Estratto della pagina |

Aiutò una donna vittima di violenza ad abortire: condannata. Primo caso in Europa
Diritto all’aborto nuovamente sotto attacco nel cuore del Vecchio Continente. In Polonia Justyna Wydrzynska condannata a 8 mesi di servizi sociali. Rischiava fino a 3 anni di carcere. Aveva aiutato Anna con delle pillole abortive e il marito di lei l’aveva denunciata
Aveva aiutato una donna vittima di violenza domestica ad abortire. Il tribunale l'ha condannata a 8 mesi di servizi sociali, per 30 ore al mese. Il diritto all'aborto è nuovamente sotto attacco. Non in un Paese qualsiasi, ma nel cuore dell'Europa, in Polonia. Dopo una battaglia durata quasi un anno, i giudici di Varsavia hanno deciso di condannare l'attivista Justyna Wydrzynska. Va detto che sarebbe potuta andare ancora peggio all'esponente del gruppo Abortion dream team che rischiava fino a tre anni di carcere con l'accusa di "aiuto all'aborto" e "possesso illegale di medicinali".
La vicenda
Wydrzynska era stata contattata a febbraio 2020 da Anna che aveva chiesto assistenza raccontando all'attivista polacca di essere stata vittima di violenza domestica e che suo marito le aveva impedito di andare in una clinica per abortire. Wydrzynska non ci ha pensato due volte e ha subito cercato di aiutare Anna inviandole le pillole abortive. Il marito, però, ha chiamato la polizia, che ha sequestrato il pacco e avviato un'indagine. La donna in seguito è comunque riuscita ad abortire. "Credo che ogni donna empatica ne avrebbe aiutata un'altra in difficoltà, mettendo anche a rischio la propria incolumità" ha detto Wydrzynska in aula, aggiungendo di non sentirsi in colpa e di non accettare il verdetto del tribunale polacco. I legali della vittima hanno già annunciato il ricorso e l'associazione Abortion dream team, che Wydrzynska ha co-fondato nel 2016, ha manifestato davanti al tribunale, con un sit-in di protesta, e ha twittato provocatoriamente: "Siamo colpevoli di aver fornito assistenza".

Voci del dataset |
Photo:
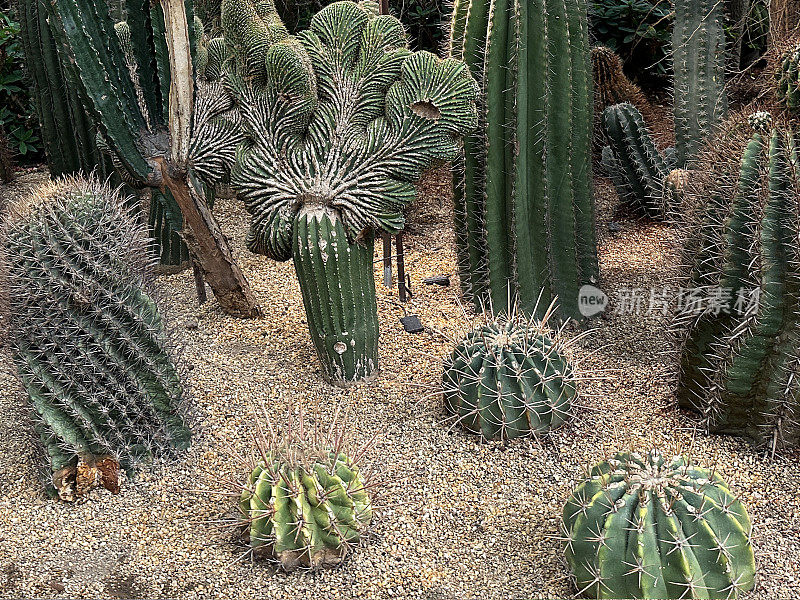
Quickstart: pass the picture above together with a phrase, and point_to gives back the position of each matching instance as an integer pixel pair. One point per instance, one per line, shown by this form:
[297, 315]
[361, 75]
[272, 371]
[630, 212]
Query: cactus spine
[652, 527]
[523, 204]
[509, 378]
[86, 337]
[739, 363]
[639, 171]
[698, 47]
[339, 121]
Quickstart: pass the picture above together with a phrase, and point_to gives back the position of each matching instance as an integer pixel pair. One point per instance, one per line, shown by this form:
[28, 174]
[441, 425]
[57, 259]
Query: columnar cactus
[787, 76]
[340, 121]
[633, 162]
[87, 339]
[509, 378]
[524, 213]
[739, 362]
[698, 50]
[306, 503]
[653, 527]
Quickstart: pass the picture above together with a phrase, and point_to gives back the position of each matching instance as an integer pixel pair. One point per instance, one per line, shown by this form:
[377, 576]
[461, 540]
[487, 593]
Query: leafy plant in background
[17, 114]
[637, 30]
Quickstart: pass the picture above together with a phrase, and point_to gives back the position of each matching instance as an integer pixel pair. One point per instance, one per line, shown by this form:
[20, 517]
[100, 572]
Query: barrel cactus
[787, 76]
[306, 502]
[739, 363]
[636, 166]
[85, 336]
[654, 527]
[509, 378]
[524, 213]
[340, 122]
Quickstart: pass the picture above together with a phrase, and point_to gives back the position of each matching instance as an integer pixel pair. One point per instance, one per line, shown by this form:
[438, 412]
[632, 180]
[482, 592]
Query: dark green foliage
[86, 337]
[509, 378]
[636, 166]
[739, 363]
[660, 528]
[524, 213]
[638, 30]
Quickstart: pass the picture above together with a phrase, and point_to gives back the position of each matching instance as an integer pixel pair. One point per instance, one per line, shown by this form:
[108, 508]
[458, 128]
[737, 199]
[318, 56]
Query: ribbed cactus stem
[698, 46]
[338, 286]
[524, 213]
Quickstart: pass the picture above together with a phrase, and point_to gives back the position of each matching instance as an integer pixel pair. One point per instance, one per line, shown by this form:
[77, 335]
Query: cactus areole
[340, 121]
[653, 527]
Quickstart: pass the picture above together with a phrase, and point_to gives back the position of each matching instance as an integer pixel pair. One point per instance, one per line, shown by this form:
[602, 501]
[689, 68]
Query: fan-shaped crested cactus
[788, 79]
[306, 502]
[524, 212]
[340, 122]
[509, 378]
[739, 363]
[636, 166]
[653, 527]
[86, 338]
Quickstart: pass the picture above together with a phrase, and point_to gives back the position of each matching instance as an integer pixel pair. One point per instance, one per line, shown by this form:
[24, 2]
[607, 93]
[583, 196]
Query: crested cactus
[137, 82]
[306, 503]
[524, 212]
[698, 49]
[85, 336]
[653, 527]
[787, 76]
[509, 378]
[739, 363]
[340, 121]
[639, 171]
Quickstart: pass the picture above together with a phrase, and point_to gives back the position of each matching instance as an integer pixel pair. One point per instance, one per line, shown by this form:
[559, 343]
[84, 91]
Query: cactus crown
[342, 117]
[87, 340]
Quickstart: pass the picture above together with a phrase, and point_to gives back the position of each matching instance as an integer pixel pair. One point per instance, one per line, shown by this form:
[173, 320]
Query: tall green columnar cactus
[636, 166]
[524, 215]
[87, 339]
[739, 364]
[653, 527]
[67, 133]
[138, 84]
[698, 50]
[340, 122]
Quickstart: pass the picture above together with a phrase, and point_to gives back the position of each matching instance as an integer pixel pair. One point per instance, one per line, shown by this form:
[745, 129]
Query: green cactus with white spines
[698, 51]
[654, 527]
[508, 378]
[340, 121]
[85, 336]
[637, 168]
[524, 211]
[739, 362]
[787, 77]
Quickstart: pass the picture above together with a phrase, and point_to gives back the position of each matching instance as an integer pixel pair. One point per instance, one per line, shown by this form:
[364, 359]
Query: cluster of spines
[652, 527]
[87, 339]
[635, 164]
[739, 360]
[698, 49]
[523, 206]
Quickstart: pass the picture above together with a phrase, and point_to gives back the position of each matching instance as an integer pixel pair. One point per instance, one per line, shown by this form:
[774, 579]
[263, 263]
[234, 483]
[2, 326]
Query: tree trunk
[210, 247]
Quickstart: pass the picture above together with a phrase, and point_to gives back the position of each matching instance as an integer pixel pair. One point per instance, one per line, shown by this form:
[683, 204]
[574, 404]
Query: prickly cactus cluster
[787, 76]
[86, 338]
[306, 502]
[657, 527]
[509, 378]
[739, 364]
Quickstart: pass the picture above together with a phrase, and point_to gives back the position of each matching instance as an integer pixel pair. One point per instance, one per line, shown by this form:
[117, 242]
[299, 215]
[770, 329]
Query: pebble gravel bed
[457, 518]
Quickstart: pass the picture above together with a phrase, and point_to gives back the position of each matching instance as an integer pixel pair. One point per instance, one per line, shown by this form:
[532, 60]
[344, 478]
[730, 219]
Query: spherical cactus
[306, 502]
[652, 527]
[508, 378]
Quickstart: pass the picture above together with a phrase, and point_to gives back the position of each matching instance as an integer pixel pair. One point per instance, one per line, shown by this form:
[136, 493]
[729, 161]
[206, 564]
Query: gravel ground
[457, 519]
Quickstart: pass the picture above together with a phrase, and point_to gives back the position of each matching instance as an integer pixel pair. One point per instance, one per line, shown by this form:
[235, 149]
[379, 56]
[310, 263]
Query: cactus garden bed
[455, 517]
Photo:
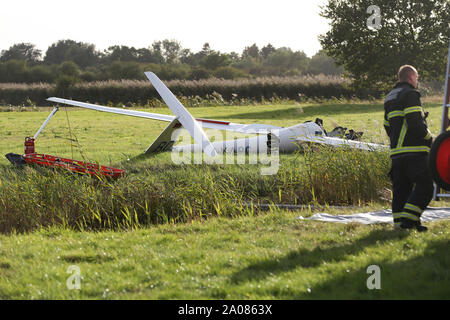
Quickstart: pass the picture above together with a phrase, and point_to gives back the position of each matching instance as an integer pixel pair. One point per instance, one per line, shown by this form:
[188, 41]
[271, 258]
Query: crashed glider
[287, 140]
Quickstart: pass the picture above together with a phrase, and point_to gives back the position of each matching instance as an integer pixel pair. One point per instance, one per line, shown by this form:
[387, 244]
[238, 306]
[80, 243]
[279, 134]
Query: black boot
[409, 224]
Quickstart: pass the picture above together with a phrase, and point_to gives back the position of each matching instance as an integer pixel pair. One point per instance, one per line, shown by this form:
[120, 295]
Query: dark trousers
[412, 187]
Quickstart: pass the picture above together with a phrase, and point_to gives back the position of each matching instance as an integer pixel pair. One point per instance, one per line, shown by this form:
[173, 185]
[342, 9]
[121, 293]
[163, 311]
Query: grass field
[211, 249]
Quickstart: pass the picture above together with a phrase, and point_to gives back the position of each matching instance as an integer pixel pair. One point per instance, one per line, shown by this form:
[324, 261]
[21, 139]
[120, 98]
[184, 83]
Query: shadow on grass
[312, 258]
[309, 111]
[422, 277]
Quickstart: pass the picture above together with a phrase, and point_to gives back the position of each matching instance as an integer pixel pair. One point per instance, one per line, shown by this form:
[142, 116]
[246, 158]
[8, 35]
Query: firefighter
[410, 142]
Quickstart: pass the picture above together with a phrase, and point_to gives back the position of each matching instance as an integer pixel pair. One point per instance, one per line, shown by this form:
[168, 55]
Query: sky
[227, 25]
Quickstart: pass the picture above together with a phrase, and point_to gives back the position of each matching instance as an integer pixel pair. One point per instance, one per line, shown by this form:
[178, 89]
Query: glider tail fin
[183, 116]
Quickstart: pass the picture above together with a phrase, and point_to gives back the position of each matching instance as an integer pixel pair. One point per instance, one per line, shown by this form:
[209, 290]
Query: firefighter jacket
[404, 121]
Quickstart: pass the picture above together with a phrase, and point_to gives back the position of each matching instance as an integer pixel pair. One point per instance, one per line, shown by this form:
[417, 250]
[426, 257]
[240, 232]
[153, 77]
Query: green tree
[83, 54]
[322, 63]
[409, 32]
[22, 51]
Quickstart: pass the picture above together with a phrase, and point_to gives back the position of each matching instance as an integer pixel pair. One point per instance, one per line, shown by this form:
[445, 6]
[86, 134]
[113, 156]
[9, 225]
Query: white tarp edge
[383, 216]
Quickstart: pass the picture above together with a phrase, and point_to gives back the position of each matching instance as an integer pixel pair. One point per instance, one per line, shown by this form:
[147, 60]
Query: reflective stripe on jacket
[404, 121]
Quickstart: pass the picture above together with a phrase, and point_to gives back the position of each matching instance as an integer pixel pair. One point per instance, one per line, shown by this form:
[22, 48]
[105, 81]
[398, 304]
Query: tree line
[68, 61]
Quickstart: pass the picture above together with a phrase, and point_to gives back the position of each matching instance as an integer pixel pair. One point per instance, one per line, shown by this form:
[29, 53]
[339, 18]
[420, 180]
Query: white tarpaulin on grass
[383, 216]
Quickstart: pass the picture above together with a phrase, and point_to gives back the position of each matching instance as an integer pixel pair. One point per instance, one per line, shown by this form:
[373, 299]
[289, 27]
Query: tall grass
[131, 92]
[31, 198]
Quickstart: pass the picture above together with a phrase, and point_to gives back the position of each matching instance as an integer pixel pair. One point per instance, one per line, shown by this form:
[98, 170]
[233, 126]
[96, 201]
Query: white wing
[205, 123]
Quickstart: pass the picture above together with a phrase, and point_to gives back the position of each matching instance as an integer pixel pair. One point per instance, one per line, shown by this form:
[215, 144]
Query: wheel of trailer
[440, 160]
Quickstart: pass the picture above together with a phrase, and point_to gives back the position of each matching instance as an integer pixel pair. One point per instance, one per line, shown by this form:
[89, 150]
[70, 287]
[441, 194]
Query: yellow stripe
[414, 208]
[402, 135]
[408, 216]
[413, 109]
[397, 113]
[409, 149]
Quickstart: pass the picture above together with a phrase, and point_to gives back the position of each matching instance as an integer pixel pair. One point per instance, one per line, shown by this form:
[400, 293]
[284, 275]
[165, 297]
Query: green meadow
[167, 231]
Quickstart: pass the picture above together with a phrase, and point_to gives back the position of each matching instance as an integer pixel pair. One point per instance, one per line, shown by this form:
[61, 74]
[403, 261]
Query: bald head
[408, 74]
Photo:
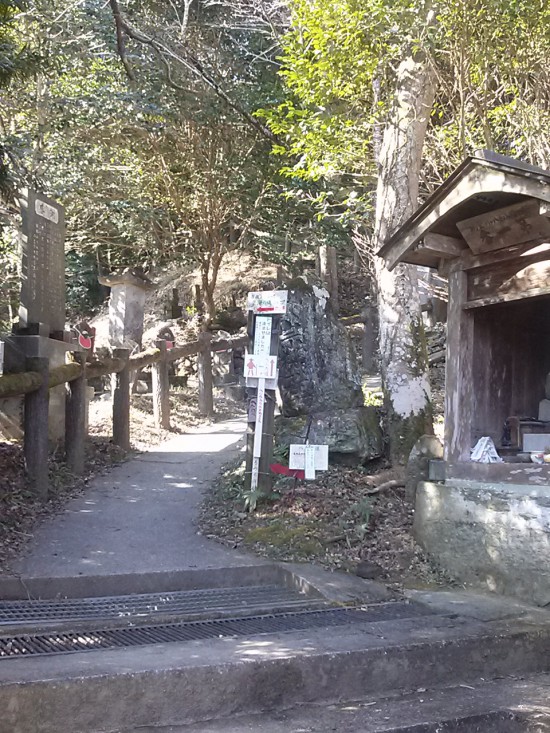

Descrizione del problema | Riprendi l'articolo sulla condanna dell'attivista polacca per aiuto all'aborto, continuandolo dopo l'ultima frase riportata. Le righe riportate sono materiale a sé, distinto dall'articolo.

Risposta |
Il primo caso in Europa
La condanna dell'attivista crea un precedente inquietante: Amnesty International ha affermato - prima dell'inizio del processo - che quello di Wydrzynska è il primo caso in Europa "in cui un attivista viene perseguito per aver favorito l'aborto fornendo pillole abortive". La Polonia è uno degli Stati più proibizionisti, anche a causa di frange ultra-cattoliche che hanno un peso importante nelle scelte politiche. Nel Paese l'aborto è ammesso solo nei casi di stupro e incesto, o quando la vita o la salute della madre sono considerate a rischio. La legge polacca è stata ulteriormente inasprita dopo che la Corte costituzionale nel 2020 si è schierata con il governo di destra per dichiarare incostituzionali le interruzioni dovute a malformazioni fetali.
Il controverso disegno di legge
E rischiava di registrare una nuova stretta solo pochi giorni fa quando il Parlamento ha respinto un controverso disegno di legge - dal titolo L'aborto è un omicidio - che mirava a limitare ulteriormente una delle norme già più dure d'Europa ma che è stato rigettato per evitare una nuova ondata di proteste di piazza in vista delle prossime elezioni. L'organizzazione Abortion dream team ha affermato di aver aiutato 44.000 donne ad abortire. Solo lo scorso anno.